[Start of Attachment]

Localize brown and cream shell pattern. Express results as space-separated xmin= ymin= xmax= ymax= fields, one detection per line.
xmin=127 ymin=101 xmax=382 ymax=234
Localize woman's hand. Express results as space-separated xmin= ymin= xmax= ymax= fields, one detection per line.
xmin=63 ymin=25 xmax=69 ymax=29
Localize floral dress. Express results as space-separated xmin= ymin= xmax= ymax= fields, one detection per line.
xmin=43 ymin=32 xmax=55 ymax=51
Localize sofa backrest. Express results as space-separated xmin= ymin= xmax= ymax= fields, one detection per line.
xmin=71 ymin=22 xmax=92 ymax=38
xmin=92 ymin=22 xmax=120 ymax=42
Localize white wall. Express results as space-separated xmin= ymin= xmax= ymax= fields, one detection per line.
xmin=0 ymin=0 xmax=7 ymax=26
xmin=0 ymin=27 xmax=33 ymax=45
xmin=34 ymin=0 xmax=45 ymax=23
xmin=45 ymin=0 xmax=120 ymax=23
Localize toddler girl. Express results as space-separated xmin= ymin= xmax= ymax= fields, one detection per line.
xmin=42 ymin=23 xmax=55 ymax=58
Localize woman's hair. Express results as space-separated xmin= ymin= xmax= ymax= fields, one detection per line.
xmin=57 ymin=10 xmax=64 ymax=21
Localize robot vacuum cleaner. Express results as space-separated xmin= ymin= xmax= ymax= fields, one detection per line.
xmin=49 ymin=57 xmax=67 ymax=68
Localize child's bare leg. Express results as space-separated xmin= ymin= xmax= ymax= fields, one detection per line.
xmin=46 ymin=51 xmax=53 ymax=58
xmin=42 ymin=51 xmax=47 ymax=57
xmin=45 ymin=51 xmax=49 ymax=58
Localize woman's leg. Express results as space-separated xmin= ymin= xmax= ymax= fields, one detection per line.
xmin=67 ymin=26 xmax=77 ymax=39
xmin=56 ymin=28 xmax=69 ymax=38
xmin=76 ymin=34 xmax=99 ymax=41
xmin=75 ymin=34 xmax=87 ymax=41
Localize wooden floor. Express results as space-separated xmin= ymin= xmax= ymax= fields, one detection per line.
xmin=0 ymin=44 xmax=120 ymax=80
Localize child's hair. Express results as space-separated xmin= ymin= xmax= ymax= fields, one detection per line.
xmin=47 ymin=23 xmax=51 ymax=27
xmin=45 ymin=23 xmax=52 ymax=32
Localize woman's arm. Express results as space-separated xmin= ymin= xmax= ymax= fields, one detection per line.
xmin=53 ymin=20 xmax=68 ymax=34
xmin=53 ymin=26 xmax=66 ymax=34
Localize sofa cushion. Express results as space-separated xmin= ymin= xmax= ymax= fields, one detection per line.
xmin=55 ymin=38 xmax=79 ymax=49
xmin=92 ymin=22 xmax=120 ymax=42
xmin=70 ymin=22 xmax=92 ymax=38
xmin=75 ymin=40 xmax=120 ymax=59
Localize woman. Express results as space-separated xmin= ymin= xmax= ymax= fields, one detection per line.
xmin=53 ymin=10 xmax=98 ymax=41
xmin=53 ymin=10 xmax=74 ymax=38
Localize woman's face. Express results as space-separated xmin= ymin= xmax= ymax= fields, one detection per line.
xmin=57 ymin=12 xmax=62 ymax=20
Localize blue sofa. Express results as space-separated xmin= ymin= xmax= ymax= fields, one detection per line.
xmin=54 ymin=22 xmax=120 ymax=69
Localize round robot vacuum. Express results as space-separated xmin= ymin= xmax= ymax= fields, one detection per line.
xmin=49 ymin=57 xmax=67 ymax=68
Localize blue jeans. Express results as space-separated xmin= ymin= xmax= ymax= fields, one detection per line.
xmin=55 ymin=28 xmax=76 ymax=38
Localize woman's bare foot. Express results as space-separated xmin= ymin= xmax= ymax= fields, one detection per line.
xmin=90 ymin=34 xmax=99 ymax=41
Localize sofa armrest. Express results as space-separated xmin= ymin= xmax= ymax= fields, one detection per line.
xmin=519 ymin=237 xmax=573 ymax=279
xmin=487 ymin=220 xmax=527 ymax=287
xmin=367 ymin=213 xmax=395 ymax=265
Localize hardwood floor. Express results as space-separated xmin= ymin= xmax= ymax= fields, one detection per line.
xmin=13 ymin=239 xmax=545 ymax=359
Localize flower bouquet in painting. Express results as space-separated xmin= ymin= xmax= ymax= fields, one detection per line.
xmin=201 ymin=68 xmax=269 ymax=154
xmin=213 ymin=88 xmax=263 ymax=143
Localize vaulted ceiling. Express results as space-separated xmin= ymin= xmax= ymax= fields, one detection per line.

[End of Attachment]

What is being asked:
Exactly as written above, set down the whole listing again.

Task result:
Localize brown and cream shell pattern. Express results as space-separated xmin= ymin= xmax= ymax= fields, one detection per line.
xmin=127 ymin=101 xmax=382 ymax=234
Localize woman's hand. Express results as space-separated xmin= ymin= xmax= ymax= fields, one detection per line.
xmin=63 ymin=25 xmax=69 ymax=29
Localize floral dress. Express results as space-separated xmin= ymin= xmax= ymax= fields, one detection per line.
xmin=43 ymin=32 xmax=55 ymax=51
Localize sofa backrest. Express results as space-separated xmin= ymin= xmax= ymax= fields, one detection per line.
xmin=71 ymin=22 xmax=92 ymax=38
xmin=92 ymin=22 xmax=120 ymax=42
Localize white wall. Express results as space-separated xmin= ymin= xmax= ymax= fields, one detection per line.
xmin=0 ymin=0 xmax=7 ymax=26
xmin=0 ymin=27 xmax=33 ymax=45
xmin=34 ymin=0 xmax=45 ymax=23
xmin=45 ymin=0 xmax=120 ymax=23
Localize toddler girl. Express results as space-separated xmin= ymin= xmax= ymax= fields, one detection per line.
xmin=42 ymin=23 xmax=55 ymax=58
Localize woman's hair. Express results as space-separated xmin= ymin= xmax= ymax= fields, one detection per line.
xmin=57 ymin=10 xmax=64 ymax=21
Localize robot vacuum cleaner. Express results as space-separated xmin= ymin= xmax= ymax= fields, one detection per line.
xmin=49 ymin=57 xmax=67 ymax=68
Localize child's bare leg. Express results as space-separated xmin= ymin= xmax= ymax= fields, one detection per line.
xmin=46 ymin=51 xmax=53 ymax=58
xmin=42 ymin=51 xmax=47 ymax=57
xmin=45 ymin=51 xmax=49 ymax=58
Localize woman's leg. Express results as space-separated xmin= ymin= xmax= ymax= fields, one detection per line.
xmin=67 ymin=26 xmax=77 ymax=39
xmin=56 ymin=28 xmax=69 ymax=38
xmin=76 ymin=34 xmax=99 ymax=41
xmin=75 ymin=34 xmax=87 ymax=41
Localize wooden floor. Express results as space-separated xmin= ymin= xmax= ymax= fields, one detection per line.
xmin=0 ymin=44 xmax=120 ymax=80
Localize child's hair. Express results as space-separated xmin= ymin= xmax= ymax= fields, one detection per line.
xmin=47 ymin=23 xmax=51 ymax=27
xmin=45 ymin=23 xmax=52 ymax=32
Localize woman's arm. Express results as space-separated xmin= ymin= xmax= ymax= fields, one detection per line.
xmin=53 ymin=20 xmax=68 ymax=34
xmin=53 ymin=26 xmax=66 ymax=34
Localize sofa cushion. Express results as space-separated xmin= ymin= xmax= ymax= fields, one detection per line.
xmin=55 ymin=38 xmax=79 ymax=49
xmin=92 ymin=22 xmax=120 ymax=42
xmin=70 ymin=22 xmax=92 ymax=38
xmin=75 ymin=40 xmax=120 ymax=59
Localize woman. Express results as space-separated xmin= ymin= xmax= ymax= fields, one detection per line.
xmin=53 ymin=10 xmax=98 ymax=41
xmin=53 ymin=10 xmax=74 ymax=38
Localize woman's face. Express results as space-separated xmin= ymin= xmax= ymax= fields, one detection per line.
xmin=57 ymin=12 xmax=62 ymax=20
Localize blue sofa. Express results as space-separated xmin= ymin= xmax= ymax= fields, one detection per line.
xmin=54 ymin=22 xmax=120 ymax=69
Localize round robot vacuum. Express results as space-separated xmin= ymin= xmax= ymax= fields, one detection per line.
xmin=49 ymin=57 xmax=67 ymax=68
Localize blue jeans. Express results as space-separated xmin= ymin= xmax= ymax= fields, one detection per line.
xmin=55 ymin=28 xmax=76 ymax=38
Localize woman's bare foot. Express results as space-separated xmin= ymin= xmax= ymax= fields, one detection per line.
xmin=90 ymin=34 xmax=99 ymax=41
Localize sofa armrest. Express results as space-separated xmin= ymin= xmax= ymax= fields, one detection per line.
xmin=519 ymin=237 xmax=573 ymax=279
xmin=487 ymin=220 xmax=527 ymax=287
xmin=367 ymin=213 xmax=395 ymax=265
Localize hardwood floor. Express results as space-separated xmin= ymin= xmax= ymax= fields, one detection per line.
xmin=13 ymin=239 xmax=545 ymax=359
Localize flower bouquet in painting. Express results as space-separated xmin= ymin= xmax= ymax= fields, one detection per line.
xmin=201 ymin=68 xmax=269 ymax=154
xmin=213 ymin=88 xmax=263 ymax=143
Localize vaulted ceiling. Express results as space-separated xmin= ymin= xmax= ymax= fields, one detection per line.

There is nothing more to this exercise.